▸ TEXT SEGMENT

## START

The aural and oral nature of poetry come natural to me and continue to influence in my work.  Even when revising poems that I may never read to an audience or record, I read them aloud to see/hear if the music and voice I hear in my head are translated effectively on the page.  At various readings, a number of people suggested that Kentucky Curdled would make an interesting performance. Before adapting the poetry for a script or looking at anything on stage, I heard it first, so I wanted a recording or audiobook to be the next stage of development for the work.

When I first heard one of the final stages of the recording, I experienced it differently as well.  I have recorded a number of times before and am used to hearing my voice recorded, but this was different.  It affected me.  This caught me by surprise because I am the writer and was the one in the sound booth.  All that I can say is that this project feels to have a life of its own, and I am blessed to be a part of it.

I agree that there is some “ease” in digesting the project audibly.  Something about the sound ushers you through the pain.  That was not at all intention, but I am most grateful for it.  That is part of the magic of poetry for me. It is a multi-dimensional language in whatever language it is spoken or written.

I purposefully chose not to have a lot of music and background in the project.  I wanted the sparseness to reflect the time period. I also wanted the raw feel of the project.  The final product is reminiscent of an old school radio listen where the family is gathered around and glued to their seats until the story is finished.  It is a sacred and powerful space that our culture has lost. I hope that this project revives some of the power and fellowship of those kinds of moments.

## END

▸ MATERIAL FOR THE TASK

## START

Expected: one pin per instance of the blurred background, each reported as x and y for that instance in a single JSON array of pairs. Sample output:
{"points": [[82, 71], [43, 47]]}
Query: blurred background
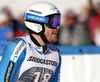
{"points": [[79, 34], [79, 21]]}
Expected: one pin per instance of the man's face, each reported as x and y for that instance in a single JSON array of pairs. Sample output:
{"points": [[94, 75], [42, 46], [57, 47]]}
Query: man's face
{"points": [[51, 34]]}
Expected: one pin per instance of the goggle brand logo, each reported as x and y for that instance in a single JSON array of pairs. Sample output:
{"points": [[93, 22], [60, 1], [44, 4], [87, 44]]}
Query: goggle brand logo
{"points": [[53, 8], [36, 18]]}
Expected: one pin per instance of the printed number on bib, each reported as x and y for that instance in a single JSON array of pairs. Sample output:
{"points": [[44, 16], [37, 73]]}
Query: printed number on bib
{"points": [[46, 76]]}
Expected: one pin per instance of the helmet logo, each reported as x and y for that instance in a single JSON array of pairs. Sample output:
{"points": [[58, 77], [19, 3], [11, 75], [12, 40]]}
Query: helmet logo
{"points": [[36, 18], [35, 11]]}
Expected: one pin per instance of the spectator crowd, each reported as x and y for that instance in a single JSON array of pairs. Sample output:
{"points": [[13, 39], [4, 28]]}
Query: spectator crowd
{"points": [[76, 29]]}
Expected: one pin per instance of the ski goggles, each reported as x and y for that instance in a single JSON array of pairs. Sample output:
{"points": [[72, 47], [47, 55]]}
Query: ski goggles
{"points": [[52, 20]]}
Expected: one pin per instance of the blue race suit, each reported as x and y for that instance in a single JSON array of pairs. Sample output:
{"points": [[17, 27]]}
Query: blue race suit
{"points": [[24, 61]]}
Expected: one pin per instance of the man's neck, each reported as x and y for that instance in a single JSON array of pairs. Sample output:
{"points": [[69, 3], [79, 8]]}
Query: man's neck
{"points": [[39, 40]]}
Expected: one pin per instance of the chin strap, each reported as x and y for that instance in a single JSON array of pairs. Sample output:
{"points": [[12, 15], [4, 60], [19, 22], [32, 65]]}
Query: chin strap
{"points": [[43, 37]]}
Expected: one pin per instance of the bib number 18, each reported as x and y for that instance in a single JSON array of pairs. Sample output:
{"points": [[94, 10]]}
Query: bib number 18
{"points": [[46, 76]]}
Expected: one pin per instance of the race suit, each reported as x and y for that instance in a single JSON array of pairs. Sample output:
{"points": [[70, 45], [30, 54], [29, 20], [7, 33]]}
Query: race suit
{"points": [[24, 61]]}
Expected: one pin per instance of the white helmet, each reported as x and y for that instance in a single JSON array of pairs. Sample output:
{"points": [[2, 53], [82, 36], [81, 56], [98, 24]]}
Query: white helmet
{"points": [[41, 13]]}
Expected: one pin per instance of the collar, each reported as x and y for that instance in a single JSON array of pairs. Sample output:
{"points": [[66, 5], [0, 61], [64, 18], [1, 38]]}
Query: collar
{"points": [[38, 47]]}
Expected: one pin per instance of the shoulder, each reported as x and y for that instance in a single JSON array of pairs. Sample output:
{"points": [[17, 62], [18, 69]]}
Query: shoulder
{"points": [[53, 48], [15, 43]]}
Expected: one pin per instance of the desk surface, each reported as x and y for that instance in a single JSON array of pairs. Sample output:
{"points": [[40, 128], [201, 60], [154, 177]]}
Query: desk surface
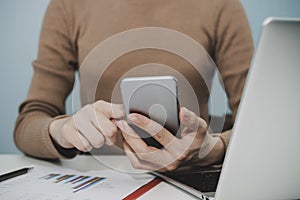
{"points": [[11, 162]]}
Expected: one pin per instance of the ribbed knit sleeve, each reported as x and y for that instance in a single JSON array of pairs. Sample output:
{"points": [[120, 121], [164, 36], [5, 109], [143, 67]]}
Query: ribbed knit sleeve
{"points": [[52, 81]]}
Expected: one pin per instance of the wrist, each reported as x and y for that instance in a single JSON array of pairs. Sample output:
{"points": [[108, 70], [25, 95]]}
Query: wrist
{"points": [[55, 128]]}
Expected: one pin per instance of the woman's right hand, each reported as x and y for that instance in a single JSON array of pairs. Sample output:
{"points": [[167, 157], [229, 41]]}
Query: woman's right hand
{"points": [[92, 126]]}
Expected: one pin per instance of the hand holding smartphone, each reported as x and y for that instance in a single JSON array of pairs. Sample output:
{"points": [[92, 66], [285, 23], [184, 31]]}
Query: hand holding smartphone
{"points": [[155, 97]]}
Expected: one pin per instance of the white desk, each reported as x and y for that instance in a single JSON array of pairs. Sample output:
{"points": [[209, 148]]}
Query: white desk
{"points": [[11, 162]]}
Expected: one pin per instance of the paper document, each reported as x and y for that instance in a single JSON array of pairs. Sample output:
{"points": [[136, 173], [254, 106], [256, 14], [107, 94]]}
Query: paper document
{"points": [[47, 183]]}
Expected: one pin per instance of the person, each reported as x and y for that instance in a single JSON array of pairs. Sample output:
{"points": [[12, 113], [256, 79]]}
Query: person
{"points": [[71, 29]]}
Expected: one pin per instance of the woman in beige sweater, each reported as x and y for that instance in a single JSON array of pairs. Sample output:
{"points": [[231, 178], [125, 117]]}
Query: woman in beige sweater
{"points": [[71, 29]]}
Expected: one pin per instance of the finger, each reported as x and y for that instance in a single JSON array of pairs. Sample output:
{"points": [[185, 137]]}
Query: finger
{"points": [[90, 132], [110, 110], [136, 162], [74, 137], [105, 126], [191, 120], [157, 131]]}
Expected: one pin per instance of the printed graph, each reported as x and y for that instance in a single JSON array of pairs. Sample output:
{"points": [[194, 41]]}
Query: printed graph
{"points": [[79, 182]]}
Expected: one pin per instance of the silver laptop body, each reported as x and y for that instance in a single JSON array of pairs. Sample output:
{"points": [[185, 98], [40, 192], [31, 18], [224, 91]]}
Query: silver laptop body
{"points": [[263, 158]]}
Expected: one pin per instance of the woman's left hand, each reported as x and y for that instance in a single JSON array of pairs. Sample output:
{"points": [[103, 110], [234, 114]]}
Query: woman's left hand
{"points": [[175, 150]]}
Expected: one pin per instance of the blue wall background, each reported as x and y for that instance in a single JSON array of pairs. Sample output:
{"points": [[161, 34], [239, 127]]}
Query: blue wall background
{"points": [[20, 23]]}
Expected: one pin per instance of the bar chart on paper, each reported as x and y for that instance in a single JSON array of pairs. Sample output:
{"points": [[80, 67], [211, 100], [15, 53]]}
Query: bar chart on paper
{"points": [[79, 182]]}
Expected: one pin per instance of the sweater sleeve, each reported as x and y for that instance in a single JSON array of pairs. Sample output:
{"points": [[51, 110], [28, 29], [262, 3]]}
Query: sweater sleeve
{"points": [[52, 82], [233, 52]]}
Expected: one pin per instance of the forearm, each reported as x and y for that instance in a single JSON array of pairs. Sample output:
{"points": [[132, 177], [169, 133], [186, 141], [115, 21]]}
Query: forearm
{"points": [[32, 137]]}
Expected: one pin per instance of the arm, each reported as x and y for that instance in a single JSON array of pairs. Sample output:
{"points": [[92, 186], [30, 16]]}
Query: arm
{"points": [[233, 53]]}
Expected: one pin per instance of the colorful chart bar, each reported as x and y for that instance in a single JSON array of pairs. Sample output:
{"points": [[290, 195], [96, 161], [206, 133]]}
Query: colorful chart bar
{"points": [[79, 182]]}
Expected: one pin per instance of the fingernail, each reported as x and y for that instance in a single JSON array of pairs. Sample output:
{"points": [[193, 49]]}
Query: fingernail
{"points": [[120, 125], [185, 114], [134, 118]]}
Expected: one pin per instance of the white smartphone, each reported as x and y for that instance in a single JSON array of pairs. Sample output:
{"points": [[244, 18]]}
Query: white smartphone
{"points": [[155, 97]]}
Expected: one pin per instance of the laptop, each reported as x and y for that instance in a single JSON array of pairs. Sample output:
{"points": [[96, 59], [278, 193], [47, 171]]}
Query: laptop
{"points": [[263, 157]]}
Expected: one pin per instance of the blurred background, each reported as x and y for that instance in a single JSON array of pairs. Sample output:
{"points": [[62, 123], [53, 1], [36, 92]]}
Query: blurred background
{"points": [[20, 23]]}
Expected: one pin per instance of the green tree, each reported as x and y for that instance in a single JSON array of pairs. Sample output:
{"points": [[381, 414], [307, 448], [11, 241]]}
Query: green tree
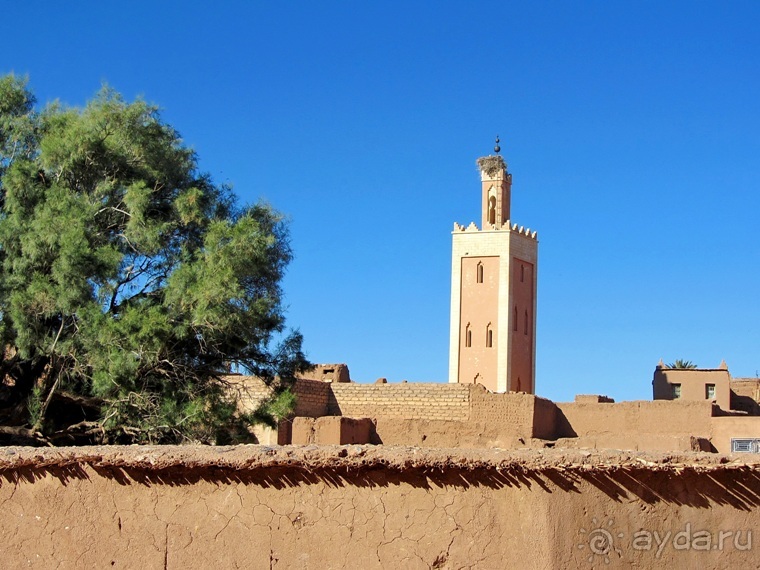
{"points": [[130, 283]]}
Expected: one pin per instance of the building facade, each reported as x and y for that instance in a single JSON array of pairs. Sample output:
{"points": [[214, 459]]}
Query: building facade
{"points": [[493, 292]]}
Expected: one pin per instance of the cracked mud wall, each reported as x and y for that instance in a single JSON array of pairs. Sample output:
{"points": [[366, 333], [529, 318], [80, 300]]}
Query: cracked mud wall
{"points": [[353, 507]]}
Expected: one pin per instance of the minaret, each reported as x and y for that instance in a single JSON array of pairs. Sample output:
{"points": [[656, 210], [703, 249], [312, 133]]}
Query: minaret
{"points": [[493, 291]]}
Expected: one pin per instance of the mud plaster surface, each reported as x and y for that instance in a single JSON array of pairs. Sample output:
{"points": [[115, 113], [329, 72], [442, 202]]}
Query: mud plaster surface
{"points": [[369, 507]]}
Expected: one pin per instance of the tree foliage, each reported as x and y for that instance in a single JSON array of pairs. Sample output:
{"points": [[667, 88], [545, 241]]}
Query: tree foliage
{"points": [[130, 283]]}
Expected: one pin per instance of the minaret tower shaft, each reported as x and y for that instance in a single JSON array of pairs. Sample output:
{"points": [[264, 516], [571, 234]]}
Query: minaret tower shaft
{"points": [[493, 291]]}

## END

▸ INSTRUCTIONS
#1 In the text about recording Kentucky Curdled, rewrite the paragraph that begins "I purposefully chose not to have" as a shorter version that keeps its main points.
#2 From the records, pull out each line that contains the word "cracked".

▸ ANSWER SET
#1 I kept music and background sound to a minimum so the sparseness would reflect the time period and the project would feel raw. The result recalls an old radio broadcast, with a family gathered and glued to their seats until the story ends. Our culture has lost that sacred, powerful space, and I hope the project brings back some of the power and fellowship of those moments.

#2
Expected: one pin per instance of the cracked mud wall, each reported as x and y for that instance in a single JSON array of pairs. Sample output:
Query: cracked mud wall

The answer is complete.